- Work task 1: Reproduce verbatim the passage of the property valuations article between "Making property valuations" and "unpacks the issues.", inclusive.
- Work task 2: Continue the article on property valuations during COVID-19 from its final sentence.

- Given passage:
Segment Open

Making property valuations in a COVID-19 world: Where to begin

08 October 2020

It’s now become a truism to say that Covid-19 has deeply affected every industry in South Africa. And while some of these effects were felt immediately in sectors like travel, tourism and hospitality, the effects on other areas of the economy – like the property market –  are still unfolding. We know that rental collections have been under pressure, that REITS are being conservative in issuing dividends (if they’re being issued at all) and that “fair” property valuations have become increasingly difficult to make in this volatile environment. So the question is, where do you start? Jason Glass, Audit Partner at BDO, unpacks the issues.


First off, most valuers will lead with the disaclaimer that their valuations are uncertain and unpredictable right now, especially during a black-swan event like Covid-19. Valuers typically draw on historical transactions for their opinion based on things like tenancy data, cash flows, expected yields, location, conditions and property size. But now they must account for more pessimistic scenarios and potential future events like:

  • estimates for tenant insolvencies
  • reduced sales activity
  • stricter lending criteria or higher margins for banks
  • rebates and rental deferments that impact cash flow
  • variations to lease contracts with more flexibility and reversions to market rentals in shorter spaces of time.

Valuation service providers will need to be more savvy in this area, adopting more sophisticated tools than before.

Segment Closed

[Extracted records]
Segment Open

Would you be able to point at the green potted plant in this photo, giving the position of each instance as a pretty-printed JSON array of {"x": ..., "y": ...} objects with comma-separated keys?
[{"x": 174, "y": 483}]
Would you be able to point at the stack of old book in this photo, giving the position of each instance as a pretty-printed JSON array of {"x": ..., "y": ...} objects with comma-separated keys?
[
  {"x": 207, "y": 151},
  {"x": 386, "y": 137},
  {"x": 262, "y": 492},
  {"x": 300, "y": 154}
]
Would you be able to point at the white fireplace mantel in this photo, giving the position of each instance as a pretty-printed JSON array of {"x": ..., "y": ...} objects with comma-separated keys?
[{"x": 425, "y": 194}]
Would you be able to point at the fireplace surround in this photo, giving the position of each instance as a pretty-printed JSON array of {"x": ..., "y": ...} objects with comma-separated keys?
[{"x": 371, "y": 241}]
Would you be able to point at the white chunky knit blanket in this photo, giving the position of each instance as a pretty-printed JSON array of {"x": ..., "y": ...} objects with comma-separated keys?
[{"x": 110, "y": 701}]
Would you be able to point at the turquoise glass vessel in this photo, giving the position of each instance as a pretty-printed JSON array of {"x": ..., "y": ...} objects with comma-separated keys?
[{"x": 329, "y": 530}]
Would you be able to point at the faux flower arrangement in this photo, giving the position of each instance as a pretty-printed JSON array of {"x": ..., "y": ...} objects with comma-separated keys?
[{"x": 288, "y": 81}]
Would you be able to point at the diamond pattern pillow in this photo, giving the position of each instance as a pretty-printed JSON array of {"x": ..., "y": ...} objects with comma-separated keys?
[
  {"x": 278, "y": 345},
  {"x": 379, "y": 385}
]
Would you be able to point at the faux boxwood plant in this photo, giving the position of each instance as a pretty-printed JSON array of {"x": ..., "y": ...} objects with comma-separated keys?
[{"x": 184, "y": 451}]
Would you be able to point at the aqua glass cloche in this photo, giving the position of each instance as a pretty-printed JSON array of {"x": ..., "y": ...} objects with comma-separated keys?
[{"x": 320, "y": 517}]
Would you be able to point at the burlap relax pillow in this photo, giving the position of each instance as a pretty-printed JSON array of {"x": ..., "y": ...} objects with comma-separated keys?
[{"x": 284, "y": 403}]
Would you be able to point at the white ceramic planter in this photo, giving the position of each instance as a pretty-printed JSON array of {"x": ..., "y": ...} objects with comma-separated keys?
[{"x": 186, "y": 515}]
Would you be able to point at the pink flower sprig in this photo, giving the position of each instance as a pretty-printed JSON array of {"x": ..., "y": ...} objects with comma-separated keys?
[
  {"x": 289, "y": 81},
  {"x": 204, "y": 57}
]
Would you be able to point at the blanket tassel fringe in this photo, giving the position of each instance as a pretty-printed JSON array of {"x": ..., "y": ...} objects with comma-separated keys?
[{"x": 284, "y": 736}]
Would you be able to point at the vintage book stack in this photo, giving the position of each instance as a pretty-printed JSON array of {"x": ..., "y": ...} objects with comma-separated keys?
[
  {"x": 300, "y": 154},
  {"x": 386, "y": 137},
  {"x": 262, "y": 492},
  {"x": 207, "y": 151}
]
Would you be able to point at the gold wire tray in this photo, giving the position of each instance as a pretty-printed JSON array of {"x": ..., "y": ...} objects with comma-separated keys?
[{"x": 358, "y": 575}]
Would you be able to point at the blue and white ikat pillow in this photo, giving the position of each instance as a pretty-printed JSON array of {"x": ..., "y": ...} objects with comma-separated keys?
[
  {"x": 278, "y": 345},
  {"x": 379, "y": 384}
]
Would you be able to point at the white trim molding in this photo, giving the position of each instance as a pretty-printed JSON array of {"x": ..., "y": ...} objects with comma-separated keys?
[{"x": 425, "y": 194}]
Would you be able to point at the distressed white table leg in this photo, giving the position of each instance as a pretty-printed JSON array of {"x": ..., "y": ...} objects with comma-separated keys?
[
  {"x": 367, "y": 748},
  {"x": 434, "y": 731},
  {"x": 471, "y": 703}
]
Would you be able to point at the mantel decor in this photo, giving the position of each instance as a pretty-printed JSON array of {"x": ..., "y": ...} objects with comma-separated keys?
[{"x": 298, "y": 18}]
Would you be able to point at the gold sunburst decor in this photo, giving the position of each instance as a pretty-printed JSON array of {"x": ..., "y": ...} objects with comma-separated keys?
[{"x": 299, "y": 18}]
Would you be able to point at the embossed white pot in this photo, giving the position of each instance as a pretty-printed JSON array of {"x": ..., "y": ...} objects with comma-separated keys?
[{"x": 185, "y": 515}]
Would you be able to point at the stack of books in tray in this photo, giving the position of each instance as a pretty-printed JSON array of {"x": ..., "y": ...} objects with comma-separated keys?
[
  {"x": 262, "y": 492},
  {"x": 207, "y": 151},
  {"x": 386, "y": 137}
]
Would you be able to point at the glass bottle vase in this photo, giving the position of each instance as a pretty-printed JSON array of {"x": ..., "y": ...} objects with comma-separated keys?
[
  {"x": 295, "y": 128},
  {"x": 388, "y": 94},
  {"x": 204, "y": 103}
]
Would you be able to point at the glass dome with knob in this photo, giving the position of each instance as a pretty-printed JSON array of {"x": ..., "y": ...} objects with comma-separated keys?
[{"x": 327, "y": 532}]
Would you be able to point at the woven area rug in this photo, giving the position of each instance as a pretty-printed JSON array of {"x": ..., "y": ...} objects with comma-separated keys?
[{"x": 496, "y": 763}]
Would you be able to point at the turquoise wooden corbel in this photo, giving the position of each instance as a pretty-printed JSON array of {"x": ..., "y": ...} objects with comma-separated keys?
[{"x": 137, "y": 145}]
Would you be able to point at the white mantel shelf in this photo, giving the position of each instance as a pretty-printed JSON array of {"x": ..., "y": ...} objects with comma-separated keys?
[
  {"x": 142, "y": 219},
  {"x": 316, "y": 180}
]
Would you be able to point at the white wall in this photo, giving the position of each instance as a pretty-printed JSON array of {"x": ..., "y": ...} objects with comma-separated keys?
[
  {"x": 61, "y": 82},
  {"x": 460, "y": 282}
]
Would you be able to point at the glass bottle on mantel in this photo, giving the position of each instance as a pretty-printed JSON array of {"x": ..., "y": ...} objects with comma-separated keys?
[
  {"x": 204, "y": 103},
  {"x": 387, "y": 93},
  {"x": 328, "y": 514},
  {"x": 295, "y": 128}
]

Segment Closed

- Response 1:
Making property valuations in a COVID-19 world: Where to begin

08 October 2020

It’s now become a truism to say that Covid-19 has deeply affected every industry in South Africa. And while some of these effects were felt immediately in sectors like travel, tourism and hospitality, the effects on other areas of the economy – like the property market –  are still unfolding. We know that rental collections have been under pressure, that REITS are being conservative in issuing dividends (if they’re being issued at all) and that “fair” property valuations have become increasingly difficult to make in this volatile environment. So the question is, where do you start? Jason Glass, Audit Partner at BDO, unpacks the issues.

- Response 2:
To appreciate what may happen to value, it is worth reminding ourselves of the definition of value which contemplates a willing buyer and a willing seller and the value at which they are prepared to transact for a property, at an effective date. Because there are a limited number of transactions right now, it is increasingly difficult to determine capitalisation rates (cap rates). You can model cash flows and arrive at a price, but there are no current transaction precedents to help determine if that modelling is correct. Smaller deals are also much easier to price right now: a R1 billion shopping centre, for example, will have few (if any) buyers given the current retail pressures, but smaller neighbourhood retail centres are selling.

Time will tell whether there are any ‘forced sales’ happening. If these happen regularly, it can influence the market expectation for pricing.


Government’s reaction to the Covid-19 pandemic has been to enforce strict social distancing policies, forcing businesses to close or operate under limited and restrictive conditions. Consequently, some property owners have been unable to collect rental from their tenants. Landlord and tenants have been encouraged to keep an open dialogue going about rental relief and/or deferrals. While rent payment is a tenant’s legal obligation, loss of rent and tenant failures will typically erode rental income and destroy cash flows.

To established revised cashflows for a property, we suggest analysing:

  • the mix of tenants
  • any history of tenant arrears
  • tenant business models and whether they would be considered “essential” under lockdown regulations
  • tenant trading performance since lockdown began
  • the impact of Covid-19 on their share price if applicable
  • their trading performance.

In terms of retail tenants, turnover rents are likely to dissipate except for the likes of supermarkets, pharmacies and other providers of essential consumer goods. Analysts may consider factoring in periods of loss of income, abatements, deferred rents, increased incentives, tenant failure and extended periods of vacancy. We may witness vacancy levels of 10-20% as small businesses and retailers were already under pressure before Covid-19 hit. Following on from this, we are likely to see landlords come under pressure to renegotiate leases.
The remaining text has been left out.